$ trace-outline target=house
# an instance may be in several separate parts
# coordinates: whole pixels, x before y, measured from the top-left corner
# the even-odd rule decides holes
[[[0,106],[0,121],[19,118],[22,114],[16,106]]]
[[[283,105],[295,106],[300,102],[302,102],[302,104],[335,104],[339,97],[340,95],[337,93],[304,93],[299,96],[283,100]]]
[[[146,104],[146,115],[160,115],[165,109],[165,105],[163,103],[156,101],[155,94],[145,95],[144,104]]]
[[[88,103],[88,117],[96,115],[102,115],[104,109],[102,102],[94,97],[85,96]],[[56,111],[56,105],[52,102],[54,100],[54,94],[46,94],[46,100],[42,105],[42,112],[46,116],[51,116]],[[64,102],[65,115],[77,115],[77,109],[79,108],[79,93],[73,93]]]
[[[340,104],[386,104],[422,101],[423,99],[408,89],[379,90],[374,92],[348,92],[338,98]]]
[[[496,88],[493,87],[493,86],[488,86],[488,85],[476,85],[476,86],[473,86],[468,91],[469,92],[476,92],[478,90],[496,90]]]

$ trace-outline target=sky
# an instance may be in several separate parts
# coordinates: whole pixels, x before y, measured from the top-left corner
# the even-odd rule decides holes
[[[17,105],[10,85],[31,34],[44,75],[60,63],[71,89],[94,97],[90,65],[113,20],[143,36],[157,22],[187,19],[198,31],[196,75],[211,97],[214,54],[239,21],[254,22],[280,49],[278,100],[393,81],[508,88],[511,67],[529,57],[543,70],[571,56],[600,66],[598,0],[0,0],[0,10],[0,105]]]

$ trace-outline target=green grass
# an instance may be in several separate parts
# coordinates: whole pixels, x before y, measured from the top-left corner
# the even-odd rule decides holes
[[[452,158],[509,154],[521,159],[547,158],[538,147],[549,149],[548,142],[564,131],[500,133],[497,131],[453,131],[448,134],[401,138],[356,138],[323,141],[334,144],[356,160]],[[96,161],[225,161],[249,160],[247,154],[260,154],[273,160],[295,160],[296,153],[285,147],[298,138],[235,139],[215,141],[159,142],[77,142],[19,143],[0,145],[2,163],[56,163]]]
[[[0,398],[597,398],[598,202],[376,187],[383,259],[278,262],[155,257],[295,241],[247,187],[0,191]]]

• **Work to complete**
Your answer should be a single number: the count of lines above that contain the word "trace".

• **Answer box**
3